::: Working data :::

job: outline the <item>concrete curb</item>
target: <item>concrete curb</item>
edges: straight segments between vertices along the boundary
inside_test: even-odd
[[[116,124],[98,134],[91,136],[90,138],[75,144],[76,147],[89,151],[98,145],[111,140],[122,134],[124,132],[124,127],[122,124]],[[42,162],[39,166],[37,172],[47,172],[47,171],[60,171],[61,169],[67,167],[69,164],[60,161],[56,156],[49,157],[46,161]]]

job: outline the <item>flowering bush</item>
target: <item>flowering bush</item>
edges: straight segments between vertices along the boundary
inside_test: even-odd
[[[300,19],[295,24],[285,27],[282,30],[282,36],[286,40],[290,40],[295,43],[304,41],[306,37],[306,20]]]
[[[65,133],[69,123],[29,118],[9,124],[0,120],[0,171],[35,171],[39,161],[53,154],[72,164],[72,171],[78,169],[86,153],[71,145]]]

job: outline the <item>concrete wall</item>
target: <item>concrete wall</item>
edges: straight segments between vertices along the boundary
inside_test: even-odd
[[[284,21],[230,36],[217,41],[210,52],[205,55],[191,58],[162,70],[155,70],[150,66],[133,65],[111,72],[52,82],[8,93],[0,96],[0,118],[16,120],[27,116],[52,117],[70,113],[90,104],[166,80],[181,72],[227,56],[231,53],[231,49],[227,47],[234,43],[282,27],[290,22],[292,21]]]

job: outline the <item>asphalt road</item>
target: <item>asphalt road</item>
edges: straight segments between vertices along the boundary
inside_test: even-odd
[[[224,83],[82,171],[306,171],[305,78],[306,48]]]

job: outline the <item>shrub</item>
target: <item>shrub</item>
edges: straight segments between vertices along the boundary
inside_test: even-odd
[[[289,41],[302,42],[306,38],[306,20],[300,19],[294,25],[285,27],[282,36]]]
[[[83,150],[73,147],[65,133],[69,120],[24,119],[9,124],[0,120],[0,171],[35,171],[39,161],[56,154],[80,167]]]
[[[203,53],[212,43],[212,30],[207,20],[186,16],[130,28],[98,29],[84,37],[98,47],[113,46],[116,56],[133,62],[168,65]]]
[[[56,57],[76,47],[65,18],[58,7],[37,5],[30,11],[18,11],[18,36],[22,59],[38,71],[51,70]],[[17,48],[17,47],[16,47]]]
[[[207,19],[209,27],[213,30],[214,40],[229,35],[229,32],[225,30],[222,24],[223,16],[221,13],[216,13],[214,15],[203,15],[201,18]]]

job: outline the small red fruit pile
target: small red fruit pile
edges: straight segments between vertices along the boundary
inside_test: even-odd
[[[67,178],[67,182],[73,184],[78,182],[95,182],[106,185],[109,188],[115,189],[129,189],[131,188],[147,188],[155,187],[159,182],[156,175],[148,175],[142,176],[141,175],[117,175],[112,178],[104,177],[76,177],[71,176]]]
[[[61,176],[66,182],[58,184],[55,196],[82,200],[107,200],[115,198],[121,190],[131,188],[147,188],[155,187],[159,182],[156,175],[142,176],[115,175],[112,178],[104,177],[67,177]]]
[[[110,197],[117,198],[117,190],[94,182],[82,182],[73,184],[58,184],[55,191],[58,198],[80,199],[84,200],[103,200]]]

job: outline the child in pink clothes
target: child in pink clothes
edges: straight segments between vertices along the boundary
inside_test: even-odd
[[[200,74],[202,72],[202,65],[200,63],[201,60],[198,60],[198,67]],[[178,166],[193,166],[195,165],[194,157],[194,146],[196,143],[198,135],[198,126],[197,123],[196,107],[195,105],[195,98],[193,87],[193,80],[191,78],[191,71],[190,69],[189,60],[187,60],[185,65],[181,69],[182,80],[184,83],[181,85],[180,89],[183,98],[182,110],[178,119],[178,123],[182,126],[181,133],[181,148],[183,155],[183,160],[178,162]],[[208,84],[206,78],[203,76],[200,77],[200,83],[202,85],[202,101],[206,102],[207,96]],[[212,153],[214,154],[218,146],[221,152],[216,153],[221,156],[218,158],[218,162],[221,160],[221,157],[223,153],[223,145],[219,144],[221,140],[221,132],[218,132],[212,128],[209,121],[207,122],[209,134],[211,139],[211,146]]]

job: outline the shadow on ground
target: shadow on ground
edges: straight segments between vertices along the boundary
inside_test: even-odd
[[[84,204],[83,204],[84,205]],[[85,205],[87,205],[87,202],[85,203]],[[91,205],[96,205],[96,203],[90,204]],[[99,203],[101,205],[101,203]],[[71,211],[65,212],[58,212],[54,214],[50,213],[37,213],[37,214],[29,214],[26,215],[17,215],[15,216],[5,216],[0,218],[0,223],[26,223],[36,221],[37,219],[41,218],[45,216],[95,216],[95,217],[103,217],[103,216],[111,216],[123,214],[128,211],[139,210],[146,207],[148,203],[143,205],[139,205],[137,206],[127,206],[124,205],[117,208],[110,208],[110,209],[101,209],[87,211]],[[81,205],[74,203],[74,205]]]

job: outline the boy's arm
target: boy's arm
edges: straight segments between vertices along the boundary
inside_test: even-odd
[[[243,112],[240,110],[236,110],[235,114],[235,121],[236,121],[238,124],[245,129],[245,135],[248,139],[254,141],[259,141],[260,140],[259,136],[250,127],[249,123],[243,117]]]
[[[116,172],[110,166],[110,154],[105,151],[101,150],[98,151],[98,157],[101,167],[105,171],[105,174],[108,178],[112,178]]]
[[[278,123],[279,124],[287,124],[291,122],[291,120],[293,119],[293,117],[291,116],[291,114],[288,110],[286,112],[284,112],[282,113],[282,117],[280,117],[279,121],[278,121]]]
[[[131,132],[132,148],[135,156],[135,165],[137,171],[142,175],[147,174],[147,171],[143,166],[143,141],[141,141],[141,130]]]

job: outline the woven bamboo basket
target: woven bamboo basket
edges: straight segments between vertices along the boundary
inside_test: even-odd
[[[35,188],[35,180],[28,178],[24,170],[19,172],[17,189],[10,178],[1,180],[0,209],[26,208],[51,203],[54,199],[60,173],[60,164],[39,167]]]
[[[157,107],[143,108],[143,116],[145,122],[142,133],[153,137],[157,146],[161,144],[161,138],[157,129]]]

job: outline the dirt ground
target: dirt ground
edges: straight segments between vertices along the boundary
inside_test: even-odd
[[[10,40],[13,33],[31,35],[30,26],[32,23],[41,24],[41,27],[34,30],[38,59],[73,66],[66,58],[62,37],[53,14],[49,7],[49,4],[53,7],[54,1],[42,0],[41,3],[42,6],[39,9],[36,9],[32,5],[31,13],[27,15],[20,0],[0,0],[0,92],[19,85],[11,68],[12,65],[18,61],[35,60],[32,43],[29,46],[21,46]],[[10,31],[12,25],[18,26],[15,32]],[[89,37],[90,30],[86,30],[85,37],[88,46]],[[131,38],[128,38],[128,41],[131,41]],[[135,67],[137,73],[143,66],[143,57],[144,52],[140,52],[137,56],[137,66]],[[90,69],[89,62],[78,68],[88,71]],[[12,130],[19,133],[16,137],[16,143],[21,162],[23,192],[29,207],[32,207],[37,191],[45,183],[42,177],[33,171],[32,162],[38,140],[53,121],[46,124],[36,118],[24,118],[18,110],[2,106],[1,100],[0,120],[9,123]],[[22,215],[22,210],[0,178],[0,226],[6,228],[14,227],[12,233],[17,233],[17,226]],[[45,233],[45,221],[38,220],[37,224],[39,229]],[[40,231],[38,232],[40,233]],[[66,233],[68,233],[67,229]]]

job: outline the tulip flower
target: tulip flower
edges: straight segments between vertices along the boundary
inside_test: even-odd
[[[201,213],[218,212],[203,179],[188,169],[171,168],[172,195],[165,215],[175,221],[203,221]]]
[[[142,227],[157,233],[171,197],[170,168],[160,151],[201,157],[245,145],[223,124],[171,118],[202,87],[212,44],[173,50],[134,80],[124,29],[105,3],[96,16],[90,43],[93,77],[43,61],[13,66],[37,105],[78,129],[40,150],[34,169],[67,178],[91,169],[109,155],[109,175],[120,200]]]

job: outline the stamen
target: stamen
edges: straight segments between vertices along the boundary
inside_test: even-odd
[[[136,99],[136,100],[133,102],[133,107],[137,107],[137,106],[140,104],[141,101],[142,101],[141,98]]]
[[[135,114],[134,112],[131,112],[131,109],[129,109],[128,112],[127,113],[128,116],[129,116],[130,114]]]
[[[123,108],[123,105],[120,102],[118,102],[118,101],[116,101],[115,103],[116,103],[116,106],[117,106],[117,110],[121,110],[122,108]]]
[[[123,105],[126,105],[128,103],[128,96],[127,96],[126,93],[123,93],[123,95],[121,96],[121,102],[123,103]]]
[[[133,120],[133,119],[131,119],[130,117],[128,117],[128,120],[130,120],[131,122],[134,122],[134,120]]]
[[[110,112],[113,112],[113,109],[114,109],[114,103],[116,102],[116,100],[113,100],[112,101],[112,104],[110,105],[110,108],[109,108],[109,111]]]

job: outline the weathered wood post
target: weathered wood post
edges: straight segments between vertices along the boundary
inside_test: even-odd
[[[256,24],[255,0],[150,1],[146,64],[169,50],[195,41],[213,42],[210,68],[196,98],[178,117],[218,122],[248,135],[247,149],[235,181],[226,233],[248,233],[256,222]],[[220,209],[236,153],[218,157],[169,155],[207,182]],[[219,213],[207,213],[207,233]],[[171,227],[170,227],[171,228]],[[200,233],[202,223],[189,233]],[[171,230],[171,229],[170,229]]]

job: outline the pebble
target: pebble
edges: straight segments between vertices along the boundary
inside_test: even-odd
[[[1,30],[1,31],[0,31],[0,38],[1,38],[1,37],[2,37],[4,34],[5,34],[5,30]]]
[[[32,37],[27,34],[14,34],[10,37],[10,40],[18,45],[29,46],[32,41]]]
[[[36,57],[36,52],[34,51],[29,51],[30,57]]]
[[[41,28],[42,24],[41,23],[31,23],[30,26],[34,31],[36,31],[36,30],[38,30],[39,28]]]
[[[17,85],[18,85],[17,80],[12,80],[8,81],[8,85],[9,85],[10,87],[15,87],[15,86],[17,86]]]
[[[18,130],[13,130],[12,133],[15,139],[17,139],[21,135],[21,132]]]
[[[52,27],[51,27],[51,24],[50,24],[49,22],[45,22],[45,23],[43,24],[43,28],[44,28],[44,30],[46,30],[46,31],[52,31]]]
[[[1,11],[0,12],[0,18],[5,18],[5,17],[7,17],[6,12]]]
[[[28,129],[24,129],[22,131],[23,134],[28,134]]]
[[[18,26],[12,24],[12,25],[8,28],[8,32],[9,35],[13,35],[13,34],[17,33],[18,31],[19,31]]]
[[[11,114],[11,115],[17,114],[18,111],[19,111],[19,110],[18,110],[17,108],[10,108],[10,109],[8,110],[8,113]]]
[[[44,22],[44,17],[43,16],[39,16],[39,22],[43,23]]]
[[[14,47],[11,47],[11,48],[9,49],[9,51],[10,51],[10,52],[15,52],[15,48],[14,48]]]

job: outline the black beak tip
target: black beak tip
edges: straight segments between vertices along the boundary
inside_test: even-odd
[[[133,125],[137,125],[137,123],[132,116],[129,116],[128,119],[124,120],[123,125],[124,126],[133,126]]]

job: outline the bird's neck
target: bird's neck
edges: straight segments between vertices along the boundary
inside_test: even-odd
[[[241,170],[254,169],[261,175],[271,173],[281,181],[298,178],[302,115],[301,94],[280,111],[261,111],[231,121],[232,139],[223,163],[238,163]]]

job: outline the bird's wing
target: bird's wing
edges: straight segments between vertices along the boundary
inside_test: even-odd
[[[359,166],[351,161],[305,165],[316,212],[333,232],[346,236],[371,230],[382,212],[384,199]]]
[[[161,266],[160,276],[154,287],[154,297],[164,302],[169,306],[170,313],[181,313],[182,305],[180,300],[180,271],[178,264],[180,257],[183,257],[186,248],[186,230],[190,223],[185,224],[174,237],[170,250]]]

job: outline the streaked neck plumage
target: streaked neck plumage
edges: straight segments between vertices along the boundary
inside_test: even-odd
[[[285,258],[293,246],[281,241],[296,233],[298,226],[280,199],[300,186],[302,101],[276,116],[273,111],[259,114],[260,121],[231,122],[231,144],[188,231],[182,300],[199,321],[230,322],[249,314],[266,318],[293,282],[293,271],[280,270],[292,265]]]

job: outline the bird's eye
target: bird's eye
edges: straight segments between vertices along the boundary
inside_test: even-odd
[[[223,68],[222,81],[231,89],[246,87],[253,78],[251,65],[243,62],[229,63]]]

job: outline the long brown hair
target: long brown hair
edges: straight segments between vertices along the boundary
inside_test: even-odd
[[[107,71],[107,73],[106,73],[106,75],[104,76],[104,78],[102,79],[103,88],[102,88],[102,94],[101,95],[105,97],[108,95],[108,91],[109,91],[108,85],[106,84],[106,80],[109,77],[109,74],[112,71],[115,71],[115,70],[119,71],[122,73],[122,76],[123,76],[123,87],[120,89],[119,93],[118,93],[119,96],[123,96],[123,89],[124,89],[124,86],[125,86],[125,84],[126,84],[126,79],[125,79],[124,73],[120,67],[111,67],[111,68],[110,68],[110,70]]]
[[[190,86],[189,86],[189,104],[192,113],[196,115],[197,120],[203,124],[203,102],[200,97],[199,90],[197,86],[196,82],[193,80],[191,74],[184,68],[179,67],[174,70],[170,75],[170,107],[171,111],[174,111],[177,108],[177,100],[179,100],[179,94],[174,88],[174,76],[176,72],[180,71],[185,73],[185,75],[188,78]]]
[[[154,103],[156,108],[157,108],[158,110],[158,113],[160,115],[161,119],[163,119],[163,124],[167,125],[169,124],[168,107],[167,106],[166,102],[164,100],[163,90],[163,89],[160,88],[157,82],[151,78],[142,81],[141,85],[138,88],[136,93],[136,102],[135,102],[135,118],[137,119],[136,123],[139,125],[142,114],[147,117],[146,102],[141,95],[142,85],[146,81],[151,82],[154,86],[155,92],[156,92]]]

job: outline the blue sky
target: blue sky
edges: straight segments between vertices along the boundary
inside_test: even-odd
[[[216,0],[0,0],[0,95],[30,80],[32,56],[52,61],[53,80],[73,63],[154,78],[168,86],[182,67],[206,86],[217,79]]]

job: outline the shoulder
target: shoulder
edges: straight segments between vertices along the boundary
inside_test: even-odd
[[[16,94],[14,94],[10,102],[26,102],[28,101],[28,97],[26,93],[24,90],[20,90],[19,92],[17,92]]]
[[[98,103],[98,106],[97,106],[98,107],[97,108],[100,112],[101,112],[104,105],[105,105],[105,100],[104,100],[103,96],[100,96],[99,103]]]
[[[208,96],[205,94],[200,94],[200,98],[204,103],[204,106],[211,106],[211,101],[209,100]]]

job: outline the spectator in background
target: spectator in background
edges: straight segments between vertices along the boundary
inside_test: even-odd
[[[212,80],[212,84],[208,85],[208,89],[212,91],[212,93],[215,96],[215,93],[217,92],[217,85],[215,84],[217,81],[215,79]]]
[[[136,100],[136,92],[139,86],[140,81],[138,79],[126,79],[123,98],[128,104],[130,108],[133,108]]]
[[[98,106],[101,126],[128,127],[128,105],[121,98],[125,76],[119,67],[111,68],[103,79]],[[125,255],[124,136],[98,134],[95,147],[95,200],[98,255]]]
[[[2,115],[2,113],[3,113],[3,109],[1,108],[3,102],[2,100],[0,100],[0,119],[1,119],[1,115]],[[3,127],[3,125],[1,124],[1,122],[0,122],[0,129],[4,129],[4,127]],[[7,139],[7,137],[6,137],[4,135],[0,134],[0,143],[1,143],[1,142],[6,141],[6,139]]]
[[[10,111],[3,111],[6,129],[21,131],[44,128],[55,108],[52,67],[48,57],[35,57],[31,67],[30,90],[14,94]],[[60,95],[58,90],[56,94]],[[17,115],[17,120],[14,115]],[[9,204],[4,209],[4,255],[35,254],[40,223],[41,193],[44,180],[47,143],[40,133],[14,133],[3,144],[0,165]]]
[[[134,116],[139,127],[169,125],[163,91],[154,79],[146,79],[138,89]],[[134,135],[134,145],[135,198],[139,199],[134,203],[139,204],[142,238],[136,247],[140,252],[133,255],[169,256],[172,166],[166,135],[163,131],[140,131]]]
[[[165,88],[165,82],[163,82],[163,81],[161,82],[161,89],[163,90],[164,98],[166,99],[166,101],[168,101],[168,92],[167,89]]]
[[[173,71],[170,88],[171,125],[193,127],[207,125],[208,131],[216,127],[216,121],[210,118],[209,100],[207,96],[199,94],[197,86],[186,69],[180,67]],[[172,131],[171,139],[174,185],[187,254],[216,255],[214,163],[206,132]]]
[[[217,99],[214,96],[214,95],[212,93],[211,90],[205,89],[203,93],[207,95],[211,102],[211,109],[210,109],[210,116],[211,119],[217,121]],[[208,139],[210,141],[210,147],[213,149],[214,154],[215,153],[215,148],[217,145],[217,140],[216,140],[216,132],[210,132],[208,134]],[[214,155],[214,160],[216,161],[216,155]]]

:::

Return every line of the items above that contains the word "pink".

job: outline the child in pink clothes
target: child in pink clothes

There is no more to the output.